# READING PASSAGE:

::::

DETAILED DESCRIPTION OF ILLUSTRATIVE EMBODIMENTS
The description and drawings merely illustrate the principles of the
invention. It will thus be appreciated that those skilled in the art will be able to
devise various arrangements that, although not explicitly described or shown
herein, embody the principles of the invention and are included within its
scope. Furthermore, all examples recited herein are principally intended
expressly to be only for pedagogical purposes to aid the reader in
understanding the principles of the invention and the concepts contributed by
the inventor(s) to furthering the art, and are to be construed as being without
limitation to such specifically recited examples and conditions. Additionally,
the term, "or," as used herein, refers to a non-exciusive or, unless otherwise
indicated. Also, the various embodiments described herein are not
necessarily mutually exclusive, as some embodiments can be combined with
one or more other embodiments to form new embodiments.
Various embodiments provide a method and apparatus of providing a
rapid disaster recovery preparation in cloud networks that proactively detects
disaster events and rapidly allocates cloud resources. Rapid disaster recovery
preparation may shorten the RTO by proactively growing capacity on the
recovery application(s) / resource(s) before the surge of recovery traffic hits
the recovery application(s) / resource(s). Furthermore, rapid disaster
recovery preparation may shorten RTO by growing capacity more rapidly than
during "normal operation" where the capacity is increased by modest growth
after the load has exceeded a utilization threshold for a period of time.
FIG. 1 illustrates a cloud network 100 that includes an embodiment of
the rapid disaster recovery preparation architecture. The cloud network 100
includes one or more clients 120-a - 120-c (collectively, clients 120) that send
application requests to applications in the data centers 180-a - 180-c
(collectively, data centers 180) via a communication path. The
communication path may include one of client communication channels 125-
a, 125-b, and 125-c (collectively client communication channels 125), a
network 130, and one of data center communications channels 185-a, 185-b,
and 185-c (collectively, data center communication channels 185). The cloud
network 100 also includes a resource monitor 150 that monitors cloud network
resources and sends disaster warning alert message(s) over a resource
monitor communication channel 155.

::::

(Pointing dataset excerpts)

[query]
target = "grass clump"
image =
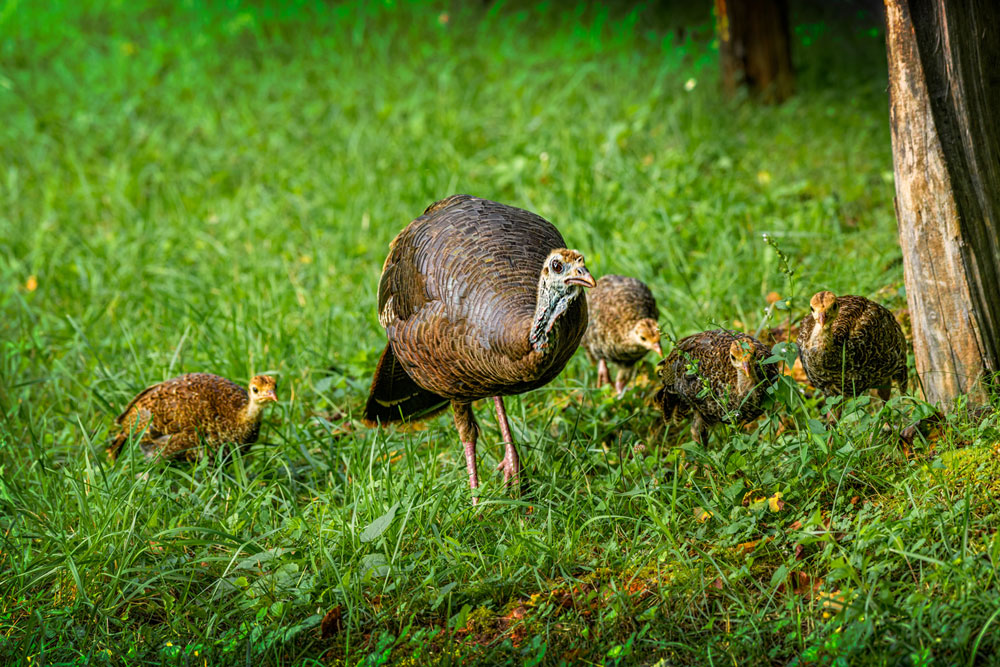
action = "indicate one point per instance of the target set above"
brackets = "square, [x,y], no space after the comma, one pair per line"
[212,187]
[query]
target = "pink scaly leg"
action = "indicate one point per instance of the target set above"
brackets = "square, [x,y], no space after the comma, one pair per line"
[603,377]
[511,463]
[468,433]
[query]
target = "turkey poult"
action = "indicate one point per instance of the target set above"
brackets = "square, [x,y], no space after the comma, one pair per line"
[729,365]
[478,300]
[172,418]
[849,344]
[622,327]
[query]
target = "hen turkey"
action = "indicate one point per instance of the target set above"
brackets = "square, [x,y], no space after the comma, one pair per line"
[715,377]
[850,344]
[478,300]
[622,327]
[171,419]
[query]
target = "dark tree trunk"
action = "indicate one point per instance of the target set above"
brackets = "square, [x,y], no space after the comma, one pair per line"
[944,86]
[755,49]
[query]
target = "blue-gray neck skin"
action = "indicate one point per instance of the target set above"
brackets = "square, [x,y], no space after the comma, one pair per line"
[553,300]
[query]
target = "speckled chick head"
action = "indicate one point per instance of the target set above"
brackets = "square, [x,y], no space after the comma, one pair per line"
[646,332]
[263,389]
[741,357]
[824,308]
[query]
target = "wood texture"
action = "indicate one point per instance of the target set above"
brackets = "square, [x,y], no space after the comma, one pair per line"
[754,48]
[944,93]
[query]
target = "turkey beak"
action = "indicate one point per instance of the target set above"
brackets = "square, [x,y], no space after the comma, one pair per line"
[582,277]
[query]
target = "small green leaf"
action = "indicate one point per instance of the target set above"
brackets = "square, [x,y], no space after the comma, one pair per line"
[375,529]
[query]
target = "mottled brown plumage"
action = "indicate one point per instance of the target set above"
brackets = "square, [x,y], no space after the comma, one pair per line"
[623,327]
[849,344]
[478,300]
[728,364]
[171,419]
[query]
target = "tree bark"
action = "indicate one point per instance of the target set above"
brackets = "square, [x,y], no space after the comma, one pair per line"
[944,90]
[755,48]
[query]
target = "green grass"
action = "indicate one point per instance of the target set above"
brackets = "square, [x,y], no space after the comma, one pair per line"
[189,187]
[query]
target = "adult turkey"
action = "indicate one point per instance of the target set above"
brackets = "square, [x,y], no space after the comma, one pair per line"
[478,300]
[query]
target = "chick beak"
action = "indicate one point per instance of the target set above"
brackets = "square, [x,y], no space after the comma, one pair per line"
[582,277]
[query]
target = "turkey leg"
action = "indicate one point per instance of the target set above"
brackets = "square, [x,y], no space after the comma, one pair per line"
[603,377]
[511,463]
[468,433]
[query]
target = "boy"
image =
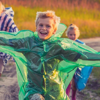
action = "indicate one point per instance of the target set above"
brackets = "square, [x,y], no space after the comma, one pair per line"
[6,24]
[79,80]
[42,53]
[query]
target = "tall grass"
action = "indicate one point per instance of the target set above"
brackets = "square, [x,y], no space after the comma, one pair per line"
[88,21]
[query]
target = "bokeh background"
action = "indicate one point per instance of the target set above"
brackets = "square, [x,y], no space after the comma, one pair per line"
[84,13]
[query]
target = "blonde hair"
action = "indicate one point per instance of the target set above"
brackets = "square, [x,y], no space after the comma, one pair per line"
[71,27]
[48,14]
[2,8]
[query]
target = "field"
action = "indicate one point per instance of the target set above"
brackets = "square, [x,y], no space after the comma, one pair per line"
[84,13]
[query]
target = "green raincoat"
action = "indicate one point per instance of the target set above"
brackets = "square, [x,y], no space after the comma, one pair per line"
[46,67]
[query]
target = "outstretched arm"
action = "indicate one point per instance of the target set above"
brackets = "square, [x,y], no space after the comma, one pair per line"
[17,40]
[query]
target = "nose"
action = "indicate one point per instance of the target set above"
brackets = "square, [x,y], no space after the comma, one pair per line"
[44,27]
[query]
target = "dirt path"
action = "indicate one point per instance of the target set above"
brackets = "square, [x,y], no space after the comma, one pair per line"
[9,86]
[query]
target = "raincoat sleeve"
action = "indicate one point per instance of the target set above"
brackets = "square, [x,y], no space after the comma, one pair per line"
[16,40]
[78,54]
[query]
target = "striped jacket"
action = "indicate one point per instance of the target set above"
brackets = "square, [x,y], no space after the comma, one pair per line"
[6,21]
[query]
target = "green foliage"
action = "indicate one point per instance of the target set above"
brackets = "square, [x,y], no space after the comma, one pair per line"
[87,20]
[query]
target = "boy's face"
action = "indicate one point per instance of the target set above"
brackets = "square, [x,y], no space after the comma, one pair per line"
[72,34]
[45,28]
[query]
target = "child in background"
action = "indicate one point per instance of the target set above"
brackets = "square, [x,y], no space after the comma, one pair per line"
[6,24]
[73,33]
[43,52]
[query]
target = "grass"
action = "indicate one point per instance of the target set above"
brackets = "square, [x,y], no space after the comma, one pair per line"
[88,21]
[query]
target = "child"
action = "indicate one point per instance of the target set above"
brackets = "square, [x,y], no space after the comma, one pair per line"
[6,24]
[38,57]
[73,34]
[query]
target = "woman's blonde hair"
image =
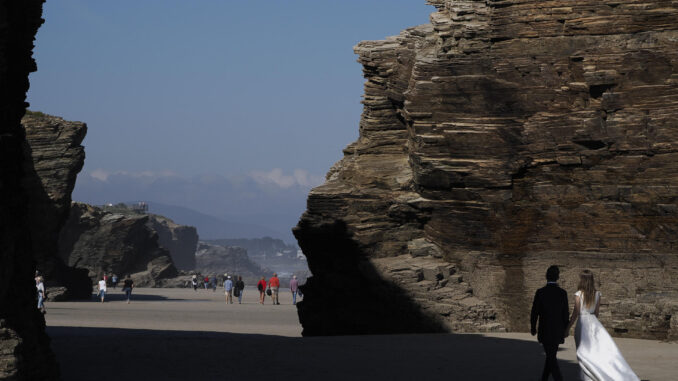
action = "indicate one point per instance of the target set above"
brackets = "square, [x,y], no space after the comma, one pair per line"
[587,287]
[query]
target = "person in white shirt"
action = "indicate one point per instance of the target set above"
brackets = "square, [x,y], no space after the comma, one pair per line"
[102,289]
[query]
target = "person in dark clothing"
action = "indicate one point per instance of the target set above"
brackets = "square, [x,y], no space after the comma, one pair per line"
[550,309]
[127,287]
[240,288]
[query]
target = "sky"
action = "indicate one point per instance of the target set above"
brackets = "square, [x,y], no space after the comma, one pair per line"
[232,108]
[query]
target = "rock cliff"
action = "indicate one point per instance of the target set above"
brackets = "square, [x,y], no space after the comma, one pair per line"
[501,138]
[24,346]
[54,145]
[180,240]
[103,242]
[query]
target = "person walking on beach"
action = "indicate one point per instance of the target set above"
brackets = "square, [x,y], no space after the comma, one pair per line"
[228,288]
[274,284]
[40,286]
[550,309]
[102,288]
[127,287]
[240,288]
[261,286]
[598,356]
[294,287]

::::

# WHAT YOU WILL DO:
Can you return the cloud disaster recovery passage verbatim, between "Various embodiments provide" and "period of time.", inclusive?

# WRITTEN SOLUTION:
Various embodiments provide a method and apparatus of providing a
rapid disaster recovery preparation in cloud networks that proactively detects
disaster events and rapidly allocates cloud resources. Rapid disaster recovery
preparation may shorten the RTO by proactively growing capacity on the
recovery application(s) / resource(s) before the surge of recovery traffic hits
the recovery application(s) / resource(s). Furthermore, rapid disaster
recovery preparation may shorten RTO by growing capacity more rapidly than
during "normal operation" where the capacity is increased by modest growth
after the load has exceeded a utilization threshold for a period of time.